◆ **Instruction**
Count the lines in the records below that contain the string "sleeve", and give only that number.

====== Stored rows

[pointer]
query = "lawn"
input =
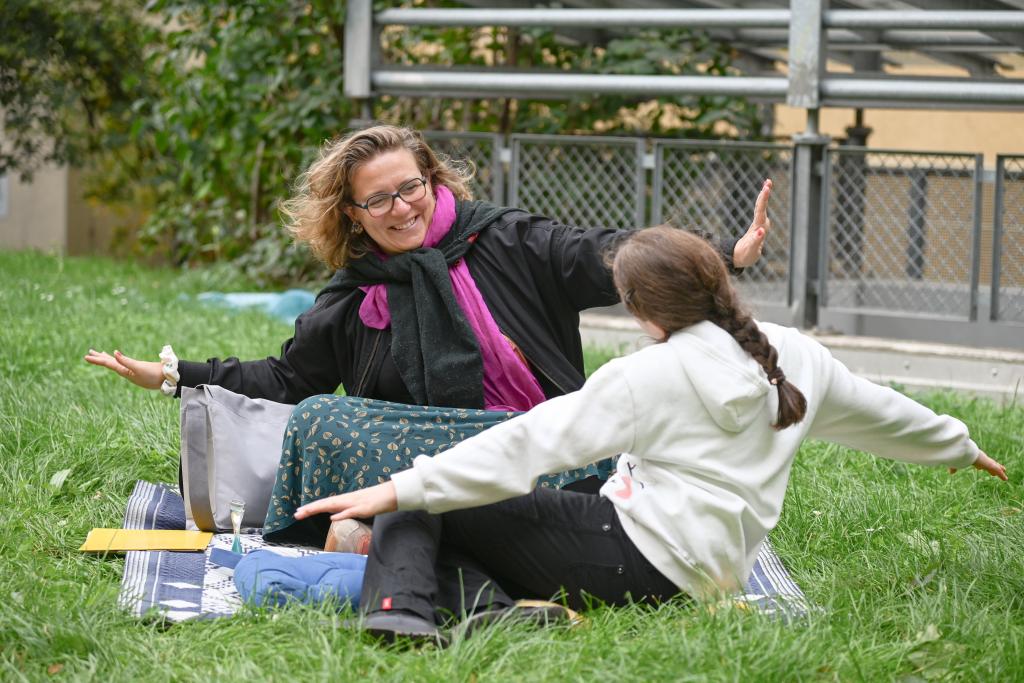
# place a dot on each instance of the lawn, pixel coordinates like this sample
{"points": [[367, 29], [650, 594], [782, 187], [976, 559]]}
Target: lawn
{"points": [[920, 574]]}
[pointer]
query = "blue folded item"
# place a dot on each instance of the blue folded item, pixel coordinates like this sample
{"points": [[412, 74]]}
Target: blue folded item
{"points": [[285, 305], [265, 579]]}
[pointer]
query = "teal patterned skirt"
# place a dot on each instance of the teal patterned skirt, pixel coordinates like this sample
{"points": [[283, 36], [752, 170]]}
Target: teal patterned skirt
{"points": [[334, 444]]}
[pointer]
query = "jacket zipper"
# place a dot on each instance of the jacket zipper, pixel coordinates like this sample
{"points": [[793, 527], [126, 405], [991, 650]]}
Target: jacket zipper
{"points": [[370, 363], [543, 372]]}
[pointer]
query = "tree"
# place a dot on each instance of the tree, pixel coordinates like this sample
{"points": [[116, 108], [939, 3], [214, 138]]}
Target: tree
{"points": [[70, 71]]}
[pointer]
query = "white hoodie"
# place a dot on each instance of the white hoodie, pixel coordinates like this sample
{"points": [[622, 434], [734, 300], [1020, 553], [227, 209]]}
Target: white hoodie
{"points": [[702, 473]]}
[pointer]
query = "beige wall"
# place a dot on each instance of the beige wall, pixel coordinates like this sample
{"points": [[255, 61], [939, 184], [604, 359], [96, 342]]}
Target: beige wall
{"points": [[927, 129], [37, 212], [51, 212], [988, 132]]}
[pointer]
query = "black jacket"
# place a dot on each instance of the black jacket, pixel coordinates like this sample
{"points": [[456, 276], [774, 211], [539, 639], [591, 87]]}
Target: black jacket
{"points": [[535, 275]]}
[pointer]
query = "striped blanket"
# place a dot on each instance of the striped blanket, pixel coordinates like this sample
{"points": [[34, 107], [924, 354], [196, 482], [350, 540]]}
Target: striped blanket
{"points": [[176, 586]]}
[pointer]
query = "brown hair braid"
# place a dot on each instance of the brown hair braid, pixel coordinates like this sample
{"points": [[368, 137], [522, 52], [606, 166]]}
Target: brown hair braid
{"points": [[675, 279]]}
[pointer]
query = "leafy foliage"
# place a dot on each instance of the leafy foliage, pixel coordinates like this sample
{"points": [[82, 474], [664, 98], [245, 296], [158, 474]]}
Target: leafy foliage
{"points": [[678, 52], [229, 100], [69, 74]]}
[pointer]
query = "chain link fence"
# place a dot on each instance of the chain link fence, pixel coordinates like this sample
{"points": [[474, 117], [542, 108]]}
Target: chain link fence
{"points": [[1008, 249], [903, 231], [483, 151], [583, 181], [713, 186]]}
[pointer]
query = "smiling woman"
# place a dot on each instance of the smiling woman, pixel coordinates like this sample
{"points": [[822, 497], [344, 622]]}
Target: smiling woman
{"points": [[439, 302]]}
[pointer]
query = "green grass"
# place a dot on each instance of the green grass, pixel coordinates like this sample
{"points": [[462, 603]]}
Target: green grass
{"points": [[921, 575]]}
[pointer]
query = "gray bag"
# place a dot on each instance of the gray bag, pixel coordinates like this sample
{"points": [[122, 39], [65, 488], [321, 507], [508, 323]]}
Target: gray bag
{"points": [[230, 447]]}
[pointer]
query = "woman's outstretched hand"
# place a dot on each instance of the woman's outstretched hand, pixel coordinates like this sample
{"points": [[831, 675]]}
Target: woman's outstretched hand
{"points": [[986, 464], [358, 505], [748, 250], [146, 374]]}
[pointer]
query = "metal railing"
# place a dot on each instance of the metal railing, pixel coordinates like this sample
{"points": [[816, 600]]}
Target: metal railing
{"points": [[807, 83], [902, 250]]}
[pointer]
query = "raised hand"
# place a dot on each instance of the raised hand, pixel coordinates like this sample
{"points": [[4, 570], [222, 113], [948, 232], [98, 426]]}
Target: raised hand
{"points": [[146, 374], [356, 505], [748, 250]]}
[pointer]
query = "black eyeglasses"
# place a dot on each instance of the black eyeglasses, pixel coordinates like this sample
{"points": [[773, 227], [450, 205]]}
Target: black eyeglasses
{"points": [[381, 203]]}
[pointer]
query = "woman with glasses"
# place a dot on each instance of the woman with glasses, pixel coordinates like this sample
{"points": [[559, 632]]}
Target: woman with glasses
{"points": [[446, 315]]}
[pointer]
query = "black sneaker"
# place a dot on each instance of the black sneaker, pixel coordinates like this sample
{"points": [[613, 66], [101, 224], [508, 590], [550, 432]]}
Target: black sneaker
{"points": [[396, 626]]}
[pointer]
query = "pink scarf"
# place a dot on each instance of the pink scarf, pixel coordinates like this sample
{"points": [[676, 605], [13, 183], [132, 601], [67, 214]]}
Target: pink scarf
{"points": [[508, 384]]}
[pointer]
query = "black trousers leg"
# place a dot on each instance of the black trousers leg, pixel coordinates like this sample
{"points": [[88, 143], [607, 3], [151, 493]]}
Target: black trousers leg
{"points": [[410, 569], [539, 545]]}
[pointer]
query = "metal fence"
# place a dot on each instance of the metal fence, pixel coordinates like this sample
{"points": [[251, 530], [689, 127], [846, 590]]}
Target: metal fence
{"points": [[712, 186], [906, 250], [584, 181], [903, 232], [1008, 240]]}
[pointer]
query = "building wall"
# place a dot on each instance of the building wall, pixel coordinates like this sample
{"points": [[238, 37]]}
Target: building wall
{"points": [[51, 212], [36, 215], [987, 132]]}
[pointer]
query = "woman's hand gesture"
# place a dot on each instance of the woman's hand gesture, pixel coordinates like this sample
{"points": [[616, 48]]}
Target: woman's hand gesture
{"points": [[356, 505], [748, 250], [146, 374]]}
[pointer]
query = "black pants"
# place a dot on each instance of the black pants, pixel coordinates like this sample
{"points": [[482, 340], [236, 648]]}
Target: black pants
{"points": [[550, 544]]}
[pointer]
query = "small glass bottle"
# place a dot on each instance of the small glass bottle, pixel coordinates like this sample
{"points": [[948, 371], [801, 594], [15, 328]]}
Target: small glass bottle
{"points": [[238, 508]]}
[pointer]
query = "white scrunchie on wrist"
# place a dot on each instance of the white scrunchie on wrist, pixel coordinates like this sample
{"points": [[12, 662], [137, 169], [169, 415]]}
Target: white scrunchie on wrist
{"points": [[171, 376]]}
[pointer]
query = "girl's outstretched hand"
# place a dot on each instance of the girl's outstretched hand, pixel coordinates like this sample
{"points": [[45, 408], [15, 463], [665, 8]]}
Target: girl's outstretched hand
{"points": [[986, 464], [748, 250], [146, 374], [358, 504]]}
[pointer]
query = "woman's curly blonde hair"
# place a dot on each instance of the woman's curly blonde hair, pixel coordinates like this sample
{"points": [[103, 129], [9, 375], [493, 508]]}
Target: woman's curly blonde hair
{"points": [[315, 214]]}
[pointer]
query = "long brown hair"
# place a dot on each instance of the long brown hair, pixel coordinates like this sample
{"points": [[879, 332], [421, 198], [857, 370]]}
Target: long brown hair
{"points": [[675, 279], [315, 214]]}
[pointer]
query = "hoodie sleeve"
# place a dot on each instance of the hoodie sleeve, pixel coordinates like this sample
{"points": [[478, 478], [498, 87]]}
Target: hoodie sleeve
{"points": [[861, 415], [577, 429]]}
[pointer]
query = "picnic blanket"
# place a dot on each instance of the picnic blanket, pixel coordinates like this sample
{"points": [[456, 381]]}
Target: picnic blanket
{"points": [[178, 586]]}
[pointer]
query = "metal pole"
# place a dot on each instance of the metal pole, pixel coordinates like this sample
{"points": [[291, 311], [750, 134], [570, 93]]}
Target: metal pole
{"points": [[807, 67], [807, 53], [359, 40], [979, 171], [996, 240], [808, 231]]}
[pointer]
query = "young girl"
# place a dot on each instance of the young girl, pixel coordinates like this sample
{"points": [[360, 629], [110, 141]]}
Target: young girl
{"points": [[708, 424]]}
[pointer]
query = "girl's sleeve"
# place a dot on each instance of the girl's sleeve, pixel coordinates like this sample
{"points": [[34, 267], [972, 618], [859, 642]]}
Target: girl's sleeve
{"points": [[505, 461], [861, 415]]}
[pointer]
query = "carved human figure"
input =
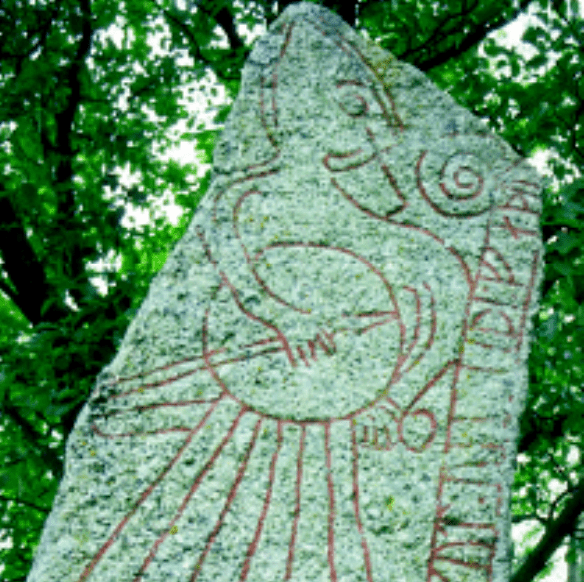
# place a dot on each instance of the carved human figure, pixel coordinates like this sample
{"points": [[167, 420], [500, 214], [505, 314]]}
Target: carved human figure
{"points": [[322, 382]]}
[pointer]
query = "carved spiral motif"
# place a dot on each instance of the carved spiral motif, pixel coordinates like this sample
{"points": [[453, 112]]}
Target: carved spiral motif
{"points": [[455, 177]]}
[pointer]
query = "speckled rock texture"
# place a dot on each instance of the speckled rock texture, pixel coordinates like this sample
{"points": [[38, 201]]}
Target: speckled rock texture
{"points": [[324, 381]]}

============
====== Stored rows

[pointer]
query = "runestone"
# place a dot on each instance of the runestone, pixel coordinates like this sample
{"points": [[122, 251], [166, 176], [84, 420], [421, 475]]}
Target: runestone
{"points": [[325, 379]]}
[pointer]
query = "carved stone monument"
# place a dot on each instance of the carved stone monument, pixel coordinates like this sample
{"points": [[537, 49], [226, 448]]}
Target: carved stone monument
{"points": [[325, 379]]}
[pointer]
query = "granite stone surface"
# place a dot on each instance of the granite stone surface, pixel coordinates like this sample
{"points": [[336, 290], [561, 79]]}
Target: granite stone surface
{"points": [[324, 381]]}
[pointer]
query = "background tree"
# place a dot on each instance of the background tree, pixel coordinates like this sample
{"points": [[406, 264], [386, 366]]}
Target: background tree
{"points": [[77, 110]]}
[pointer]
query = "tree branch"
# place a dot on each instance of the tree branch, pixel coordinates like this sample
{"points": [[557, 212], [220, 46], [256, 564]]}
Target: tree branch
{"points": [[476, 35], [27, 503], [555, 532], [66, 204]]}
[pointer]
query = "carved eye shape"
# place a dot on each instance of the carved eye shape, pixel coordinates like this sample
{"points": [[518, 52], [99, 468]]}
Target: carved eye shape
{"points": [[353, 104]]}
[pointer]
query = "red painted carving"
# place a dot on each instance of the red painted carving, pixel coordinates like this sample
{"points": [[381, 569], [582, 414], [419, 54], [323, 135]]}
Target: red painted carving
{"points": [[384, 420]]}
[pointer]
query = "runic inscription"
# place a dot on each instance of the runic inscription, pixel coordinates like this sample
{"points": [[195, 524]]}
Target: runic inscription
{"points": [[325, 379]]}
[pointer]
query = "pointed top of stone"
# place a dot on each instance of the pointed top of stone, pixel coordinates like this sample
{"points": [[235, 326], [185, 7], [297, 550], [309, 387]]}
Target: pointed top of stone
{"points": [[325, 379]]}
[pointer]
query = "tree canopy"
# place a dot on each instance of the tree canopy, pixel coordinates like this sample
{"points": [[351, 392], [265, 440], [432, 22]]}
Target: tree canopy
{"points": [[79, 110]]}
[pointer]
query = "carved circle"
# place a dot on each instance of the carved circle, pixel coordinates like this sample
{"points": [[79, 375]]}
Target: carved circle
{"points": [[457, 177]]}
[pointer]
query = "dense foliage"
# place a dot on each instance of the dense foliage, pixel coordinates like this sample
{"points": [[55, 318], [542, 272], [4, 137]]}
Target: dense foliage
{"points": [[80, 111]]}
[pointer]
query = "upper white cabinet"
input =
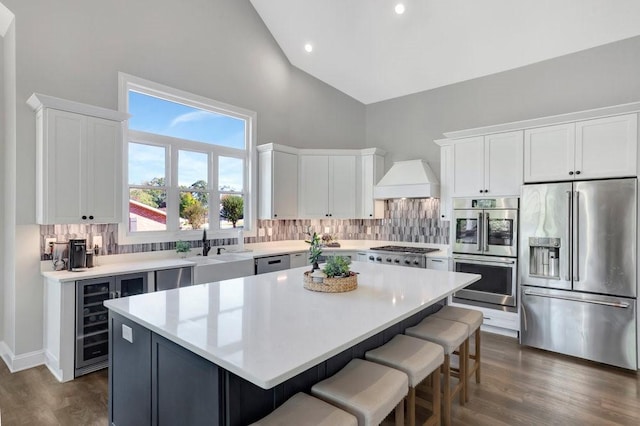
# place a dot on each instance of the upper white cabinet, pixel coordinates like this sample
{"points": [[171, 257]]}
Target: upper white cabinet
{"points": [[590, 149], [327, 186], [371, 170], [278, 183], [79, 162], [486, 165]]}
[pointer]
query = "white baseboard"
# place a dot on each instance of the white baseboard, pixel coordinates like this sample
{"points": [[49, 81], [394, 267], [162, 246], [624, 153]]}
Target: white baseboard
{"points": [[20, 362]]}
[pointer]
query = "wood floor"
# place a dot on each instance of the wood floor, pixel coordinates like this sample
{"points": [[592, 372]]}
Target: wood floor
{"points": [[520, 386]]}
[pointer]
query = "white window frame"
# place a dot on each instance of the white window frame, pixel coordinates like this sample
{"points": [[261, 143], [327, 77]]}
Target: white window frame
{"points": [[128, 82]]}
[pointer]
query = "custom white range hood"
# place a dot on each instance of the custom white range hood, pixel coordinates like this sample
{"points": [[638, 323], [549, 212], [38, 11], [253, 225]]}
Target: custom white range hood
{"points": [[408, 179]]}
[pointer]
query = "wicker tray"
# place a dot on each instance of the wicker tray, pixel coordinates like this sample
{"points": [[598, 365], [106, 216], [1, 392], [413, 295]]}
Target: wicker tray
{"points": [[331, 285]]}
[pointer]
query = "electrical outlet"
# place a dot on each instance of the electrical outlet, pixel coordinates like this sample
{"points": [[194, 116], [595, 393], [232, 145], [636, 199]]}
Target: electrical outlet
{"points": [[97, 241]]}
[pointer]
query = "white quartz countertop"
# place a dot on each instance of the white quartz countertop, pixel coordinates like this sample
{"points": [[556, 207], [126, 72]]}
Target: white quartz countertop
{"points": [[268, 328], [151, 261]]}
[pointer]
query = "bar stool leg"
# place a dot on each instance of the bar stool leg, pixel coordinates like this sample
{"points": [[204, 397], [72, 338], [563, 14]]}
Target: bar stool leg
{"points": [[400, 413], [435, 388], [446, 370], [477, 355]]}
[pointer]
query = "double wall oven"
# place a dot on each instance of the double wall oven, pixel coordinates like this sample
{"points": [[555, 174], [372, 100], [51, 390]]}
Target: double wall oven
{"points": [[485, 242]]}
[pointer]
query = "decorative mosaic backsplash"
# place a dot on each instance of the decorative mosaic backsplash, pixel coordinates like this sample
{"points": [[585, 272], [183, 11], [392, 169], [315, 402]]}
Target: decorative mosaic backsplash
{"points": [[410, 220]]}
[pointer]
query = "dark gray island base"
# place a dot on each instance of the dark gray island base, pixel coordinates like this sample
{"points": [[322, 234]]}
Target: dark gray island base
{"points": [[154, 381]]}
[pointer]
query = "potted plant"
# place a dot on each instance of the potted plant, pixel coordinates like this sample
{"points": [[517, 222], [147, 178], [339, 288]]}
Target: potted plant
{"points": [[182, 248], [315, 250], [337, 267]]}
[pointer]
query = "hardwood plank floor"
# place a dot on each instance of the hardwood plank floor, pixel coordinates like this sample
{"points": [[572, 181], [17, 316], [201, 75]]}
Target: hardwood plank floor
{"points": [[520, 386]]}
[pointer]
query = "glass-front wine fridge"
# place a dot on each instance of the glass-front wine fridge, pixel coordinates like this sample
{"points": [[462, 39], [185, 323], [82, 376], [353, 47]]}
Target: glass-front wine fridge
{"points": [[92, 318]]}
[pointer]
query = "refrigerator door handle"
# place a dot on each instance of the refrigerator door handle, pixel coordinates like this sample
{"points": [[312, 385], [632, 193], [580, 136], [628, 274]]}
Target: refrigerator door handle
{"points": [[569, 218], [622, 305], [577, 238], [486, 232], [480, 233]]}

============

◆ **Exercise output**
6